Top of Task input
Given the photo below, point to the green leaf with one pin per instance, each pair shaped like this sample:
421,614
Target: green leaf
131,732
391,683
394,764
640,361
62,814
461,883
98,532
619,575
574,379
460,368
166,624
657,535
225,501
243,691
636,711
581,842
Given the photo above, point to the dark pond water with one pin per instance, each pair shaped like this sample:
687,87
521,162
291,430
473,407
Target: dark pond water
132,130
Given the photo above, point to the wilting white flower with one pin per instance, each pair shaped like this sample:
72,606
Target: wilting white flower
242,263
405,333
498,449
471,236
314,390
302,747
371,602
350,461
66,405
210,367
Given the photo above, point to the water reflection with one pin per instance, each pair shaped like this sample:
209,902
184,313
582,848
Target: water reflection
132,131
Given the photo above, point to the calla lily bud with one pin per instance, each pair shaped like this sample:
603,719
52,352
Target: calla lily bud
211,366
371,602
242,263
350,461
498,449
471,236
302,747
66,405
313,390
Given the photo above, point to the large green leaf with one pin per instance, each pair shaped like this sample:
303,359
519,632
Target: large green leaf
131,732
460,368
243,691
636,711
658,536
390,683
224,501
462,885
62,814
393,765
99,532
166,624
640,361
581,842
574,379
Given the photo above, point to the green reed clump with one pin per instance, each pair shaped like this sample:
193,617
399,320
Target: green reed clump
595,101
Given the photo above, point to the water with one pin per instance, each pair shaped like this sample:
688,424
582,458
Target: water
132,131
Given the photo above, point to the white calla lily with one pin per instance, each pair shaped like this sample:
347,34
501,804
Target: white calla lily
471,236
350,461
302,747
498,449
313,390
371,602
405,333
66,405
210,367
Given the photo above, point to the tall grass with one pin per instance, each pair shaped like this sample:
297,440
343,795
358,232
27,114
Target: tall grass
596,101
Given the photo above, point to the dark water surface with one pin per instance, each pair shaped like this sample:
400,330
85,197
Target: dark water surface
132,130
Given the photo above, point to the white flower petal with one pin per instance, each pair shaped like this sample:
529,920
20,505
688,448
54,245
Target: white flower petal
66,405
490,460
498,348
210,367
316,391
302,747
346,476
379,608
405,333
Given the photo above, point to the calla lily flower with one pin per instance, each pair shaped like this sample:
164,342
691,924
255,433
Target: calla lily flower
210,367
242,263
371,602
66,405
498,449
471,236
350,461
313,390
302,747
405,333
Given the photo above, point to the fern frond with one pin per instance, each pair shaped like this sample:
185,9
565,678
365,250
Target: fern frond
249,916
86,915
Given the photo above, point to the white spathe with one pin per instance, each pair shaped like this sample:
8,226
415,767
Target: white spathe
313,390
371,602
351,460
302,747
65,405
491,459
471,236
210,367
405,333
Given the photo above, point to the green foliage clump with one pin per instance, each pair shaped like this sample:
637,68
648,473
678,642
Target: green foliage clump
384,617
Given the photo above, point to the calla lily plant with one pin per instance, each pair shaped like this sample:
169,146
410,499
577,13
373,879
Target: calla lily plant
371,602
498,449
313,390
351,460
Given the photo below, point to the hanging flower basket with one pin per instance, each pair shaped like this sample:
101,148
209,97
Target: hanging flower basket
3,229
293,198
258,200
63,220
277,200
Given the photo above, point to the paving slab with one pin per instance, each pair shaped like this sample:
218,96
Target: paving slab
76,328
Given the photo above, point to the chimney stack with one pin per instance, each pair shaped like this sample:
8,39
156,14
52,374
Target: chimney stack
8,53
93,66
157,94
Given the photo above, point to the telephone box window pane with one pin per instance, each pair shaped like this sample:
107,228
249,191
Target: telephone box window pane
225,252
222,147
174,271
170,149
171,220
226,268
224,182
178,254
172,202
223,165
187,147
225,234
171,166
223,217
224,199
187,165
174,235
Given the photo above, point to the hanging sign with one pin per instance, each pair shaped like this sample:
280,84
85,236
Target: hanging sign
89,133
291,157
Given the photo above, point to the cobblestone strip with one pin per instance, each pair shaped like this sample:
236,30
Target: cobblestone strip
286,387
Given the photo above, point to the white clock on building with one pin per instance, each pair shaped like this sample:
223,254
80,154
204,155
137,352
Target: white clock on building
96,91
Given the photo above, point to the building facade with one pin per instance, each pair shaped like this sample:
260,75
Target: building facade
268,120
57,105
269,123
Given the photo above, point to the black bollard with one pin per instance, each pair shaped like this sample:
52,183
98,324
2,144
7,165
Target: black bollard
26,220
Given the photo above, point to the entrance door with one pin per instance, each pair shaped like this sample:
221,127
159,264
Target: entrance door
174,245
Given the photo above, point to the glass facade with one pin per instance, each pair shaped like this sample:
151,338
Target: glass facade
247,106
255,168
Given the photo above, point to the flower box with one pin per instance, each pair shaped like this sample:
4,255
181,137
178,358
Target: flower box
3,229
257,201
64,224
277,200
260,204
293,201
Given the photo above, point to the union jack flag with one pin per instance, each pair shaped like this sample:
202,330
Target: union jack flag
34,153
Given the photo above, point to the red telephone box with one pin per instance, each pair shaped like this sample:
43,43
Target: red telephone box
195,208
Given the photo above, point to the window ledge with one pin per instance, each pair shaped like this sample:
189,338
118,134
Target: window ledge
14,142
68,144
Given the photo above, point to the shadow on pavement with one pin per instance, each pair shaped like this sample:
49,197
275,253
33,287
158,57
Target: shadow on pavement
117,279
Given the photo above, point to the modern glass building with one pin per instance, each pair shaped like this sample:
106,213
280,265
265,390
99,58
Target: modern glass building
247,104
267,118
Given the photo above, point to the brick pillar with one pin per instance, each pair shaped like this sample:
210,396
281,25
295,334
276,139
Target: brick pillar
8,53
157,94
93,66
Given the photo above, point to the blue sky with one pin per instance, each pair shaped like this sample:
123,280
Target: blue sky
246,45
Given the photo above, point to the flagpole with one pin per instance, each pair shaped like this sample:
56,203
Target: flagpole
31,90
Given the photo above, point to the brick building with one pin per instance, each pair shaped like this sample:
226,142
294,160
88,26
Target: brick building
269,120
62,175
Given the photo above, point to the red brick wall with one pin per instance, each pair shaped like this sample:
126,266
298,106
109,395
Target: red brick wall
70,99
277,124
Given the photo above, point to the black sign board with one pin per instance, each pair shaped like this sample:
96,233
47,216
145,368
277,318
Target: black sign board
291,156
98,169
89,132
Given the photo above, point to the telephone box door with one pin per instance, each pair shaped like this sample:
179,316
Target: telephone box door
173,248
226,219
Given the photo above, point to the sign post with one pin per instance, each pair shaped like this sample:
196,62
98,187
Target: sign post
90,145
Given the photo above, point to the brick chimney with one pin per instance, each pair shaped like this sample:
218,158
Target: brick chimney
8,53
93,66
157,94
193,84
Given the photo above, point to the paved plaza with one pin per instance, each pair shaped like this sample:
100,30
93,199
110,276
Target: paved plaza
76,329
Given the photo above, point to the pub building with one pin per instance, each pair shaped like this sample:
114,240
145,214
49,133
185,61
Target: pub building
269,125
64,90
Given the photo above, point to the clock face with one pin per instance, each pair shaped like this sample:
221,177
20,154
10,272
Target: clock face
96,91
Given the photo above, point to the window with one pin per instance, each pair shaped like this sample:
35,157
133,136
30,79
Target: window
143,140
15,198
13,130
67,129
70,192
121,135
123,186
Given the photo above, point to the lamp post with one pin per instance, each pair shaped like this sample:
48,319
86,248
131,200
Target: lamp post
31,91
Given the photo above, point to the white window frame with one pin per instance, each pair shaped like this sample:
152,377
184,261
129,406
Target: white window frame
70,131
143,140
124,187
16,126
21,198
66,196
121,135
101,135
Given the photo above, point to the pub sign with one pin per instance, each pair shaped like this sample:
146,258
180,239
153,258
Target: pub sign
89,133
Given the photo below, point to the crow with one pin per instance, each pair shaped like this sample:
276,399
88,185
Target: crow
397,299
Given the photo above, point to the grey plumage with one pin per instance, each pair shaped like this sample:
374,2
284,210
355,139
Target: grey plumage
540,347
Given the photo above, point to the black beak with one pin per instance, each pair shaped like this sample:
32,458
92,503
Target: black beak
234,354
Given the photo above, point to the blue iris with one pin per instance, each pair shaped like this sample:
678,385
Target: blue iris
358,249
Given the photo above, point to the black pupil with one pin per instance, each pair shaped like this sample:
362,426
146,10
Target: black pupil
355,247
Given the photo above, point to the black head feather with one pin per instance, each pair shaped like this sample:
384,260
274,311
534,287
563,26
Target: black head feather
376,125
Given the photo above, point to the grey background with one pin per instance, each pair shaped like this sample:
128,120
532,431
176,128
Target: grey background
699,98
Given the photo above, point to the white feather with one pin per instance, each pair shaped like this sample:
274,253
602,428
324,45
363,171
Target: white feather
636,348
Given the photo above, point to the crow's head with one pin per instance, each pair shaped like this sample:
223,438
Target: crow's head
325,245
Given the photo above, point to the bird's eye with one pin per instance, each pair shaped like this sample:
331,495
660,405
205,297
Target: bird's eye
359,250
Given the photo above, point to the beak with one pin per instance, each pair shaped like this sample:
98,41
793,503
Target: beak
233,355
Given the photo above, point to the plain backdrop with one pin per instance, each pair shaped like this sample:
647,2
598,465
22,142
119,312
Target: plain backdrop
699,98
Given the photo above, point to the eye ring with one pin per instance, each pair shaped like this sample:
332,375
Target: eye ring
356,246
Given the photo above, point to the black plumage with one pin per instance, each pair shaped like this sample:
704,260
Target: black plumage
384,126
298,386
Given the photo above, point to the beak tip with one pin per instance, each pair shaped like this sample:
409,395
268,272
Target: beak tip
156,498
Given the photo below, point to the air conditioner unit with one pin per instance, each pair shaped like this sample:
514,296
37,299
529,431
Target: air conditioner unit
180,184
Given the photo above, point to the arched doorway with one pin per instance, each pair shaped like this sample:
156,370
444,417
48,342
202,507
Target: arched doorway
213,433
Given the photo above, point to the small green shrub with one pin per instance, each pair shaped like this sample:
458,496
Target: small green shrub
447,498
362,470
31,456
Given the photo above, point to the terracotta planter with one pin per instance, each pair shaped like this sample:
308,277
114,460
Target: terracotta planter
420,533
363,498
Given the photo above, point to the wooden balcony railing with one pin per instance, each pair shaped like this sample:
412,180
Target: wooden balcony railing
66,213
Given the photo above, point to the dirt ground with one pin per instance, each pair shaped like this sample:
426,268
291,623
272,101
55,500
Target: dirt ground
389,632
Bottom of Task input
** Task item **
Tell how many lines above contain the word "below". Nothing but the number is needed.

** Reply **
4